▸ **Text for analysis**
'''

Then there is the sublime: For sheer diabolical genius (of the Hollywood variety), nothing came close to the reports that European security services are preparing to counter a Bin Laden attempt to assassinate President Bush at next month’s G8 summit in Genoa, Italy. According to German intelligence sources, the plot involved Bin Laden paying German neo-Nazis to fly remote controlled-model aircraft packed with Semtex into the conference hall and blow the leaders of the industrialized world to smithereens. (Paging Jerry Bruckheimer) The Russians, who believe a Bin Laden attack in Genoa is more likely to be carried out by their old enemy, the Chechens, have sent an advance team of anti terrorism experts (armed, we hope, with small-scale anti-aircraft weapons).

But Bin Laden’s role has always been that of facilitator. That was his function in the ‘Islamist International’ formed, with the active encouragement of the CIA and Egyptian and Saudi intelligence, to recruit volunteers to fight the Soviets in Afghanistan. His considerable wealth (and ability to raise funds from others) and his organizational expertise played a key role in helping the “Arab Afghans,” as the volunteers became known, play a creditable role in the war against the Soviets. And once that war was won, he continued to play the same role, keeping its veterans together and maintaining an infrastructure to arm, train and fund Islamist warriors for deployment in Muslim armies in places as diverse as Bosnia, Chechnya, Western China and the Philippines.

'''

▸ **Work request**
Reproduce the passage on Bin Laden and the reported Genoa summit plot word for word.

▸ **Data for review**
'''

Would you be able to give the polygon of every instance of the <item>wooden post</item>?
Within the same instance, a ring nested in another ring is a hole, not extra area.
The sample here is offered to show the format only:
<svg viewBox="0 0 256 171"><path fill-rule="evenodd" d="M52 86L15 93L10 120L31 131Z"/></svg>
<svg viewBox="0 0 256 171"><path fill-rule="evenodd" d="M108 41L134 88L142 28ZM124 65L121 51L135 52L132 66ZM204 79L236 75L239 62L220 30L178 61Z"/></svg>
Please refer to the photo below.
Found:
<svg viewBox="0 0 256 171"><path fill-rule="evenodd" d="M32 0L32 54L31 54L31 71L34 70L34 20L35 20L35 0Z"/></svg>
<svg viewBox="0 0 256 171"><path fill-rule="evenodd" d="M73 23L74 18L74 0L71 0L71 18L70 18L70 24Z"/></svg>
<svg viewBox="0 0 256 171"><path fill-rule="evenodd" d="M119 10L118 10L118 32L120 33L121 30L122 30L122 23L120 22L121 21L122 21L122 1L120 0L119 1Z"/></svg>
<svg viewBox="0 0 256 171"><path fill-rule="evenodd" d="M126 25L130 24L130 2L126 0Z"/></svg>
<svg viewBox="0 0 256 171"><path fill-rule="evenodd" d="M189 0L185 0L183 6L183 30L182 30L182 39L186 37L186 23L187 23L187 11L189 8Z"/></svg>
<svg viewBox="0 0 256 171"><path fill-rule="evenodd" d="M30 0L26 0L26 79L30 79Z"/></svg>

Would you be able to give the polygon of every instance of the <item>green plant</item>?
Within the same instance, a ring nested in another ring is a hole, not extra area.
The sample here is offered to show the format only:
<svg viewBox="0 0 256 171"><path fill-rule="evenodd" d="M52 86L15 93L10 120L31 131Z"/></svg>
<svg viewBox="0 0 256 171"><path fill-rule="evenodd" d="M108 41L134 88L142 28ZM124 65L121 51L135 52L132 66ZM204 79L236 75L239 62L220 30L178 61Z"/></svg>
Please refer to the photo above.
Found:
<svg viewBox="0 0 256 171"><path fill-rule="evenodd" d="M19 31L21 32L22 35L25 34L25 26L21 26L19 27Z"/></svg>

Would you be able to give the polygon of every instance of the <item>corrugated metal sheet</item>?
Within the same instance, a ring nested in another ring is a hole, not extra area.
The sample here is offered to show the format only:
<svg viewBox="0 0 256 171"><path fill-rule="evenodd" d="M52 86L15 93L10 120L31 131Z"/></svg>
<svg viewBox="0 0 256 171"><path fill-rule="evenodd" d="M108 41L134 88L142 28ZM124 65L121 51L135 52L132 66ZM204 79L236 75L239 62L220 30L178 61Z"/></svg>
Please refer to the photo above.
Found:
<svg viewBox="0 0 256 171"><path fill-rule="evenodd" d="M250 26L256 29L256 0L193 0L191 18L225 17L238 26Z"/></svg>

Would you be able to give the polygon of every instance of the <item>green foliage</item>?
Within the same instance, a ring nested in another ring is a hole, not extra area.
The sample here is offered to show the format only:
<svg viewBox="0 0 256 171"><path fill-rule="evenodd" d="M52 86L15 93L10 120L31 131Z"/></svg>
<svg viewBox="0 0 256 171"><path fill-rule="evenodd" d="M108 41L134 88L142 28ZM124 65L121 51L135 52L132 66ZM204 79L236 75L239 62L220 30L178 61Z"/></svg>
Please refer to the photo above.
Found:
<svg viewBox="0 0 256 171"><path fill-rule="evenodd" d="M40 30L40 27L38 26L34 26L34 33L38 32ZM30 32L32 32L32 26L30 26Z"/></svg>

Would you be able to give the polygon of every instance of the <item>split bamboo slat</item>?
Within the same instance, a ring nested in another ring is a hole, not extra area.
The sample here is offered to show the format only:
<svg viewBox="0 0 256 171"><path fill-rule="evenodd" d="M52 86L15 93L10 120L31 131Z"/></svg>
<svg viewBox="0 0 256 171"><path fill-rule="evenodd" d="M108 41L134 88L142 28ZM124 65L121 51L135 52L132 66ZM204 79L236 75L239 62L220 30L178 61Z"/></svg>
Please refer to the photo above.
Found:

'''

▸ **Written response**
Then there is the sublime: For sheer diabolical genius (of the Hollywood variety), nothing came close to the reports that European security services are preparing to counter a Bin Laden attempt to assassinate President Bush at next month’s G8 summit in Genoa, Italy. According to German intelligence sources, the plot involved Bin Laden paying German neo-Nazis to fly remote controlled-model aircraft packed with Semtex into the conference hall and blow the leaders of the industrialized world to smithereens. (Paging Jerry Bruckheimer) The Russians, who believe a Bin Laden attack in Genoa is more likely to be carried out by their old enemy, the Chechens, have sent an advance team of anti terrorism experts (armed, we hope, with small-scale anti-aircraft weapons).

But Bin Laden’s role has always been that of facilitator. That was his function in the ‘Islamist International’ formed, with the active encouragement of the CIA and Egyptian and Saudi intelligence, to recruit volunteers to fight the Soviets in Afghanistan. His considerable wealth (and ability to raise funds from others) and his organizational expertise played a key role in helping the “Arab Afghans,” as the volunteers became known, play a creditable role in the war against the Soviets. And once that war was won, he continued to play the same role, keeping its veterans together and maintaining an infrastructure to arm, train and fund Islamist warriors for deployment in Muslim armies in places as diverse as Bosnia, Chechnya, Western China and the Philippines.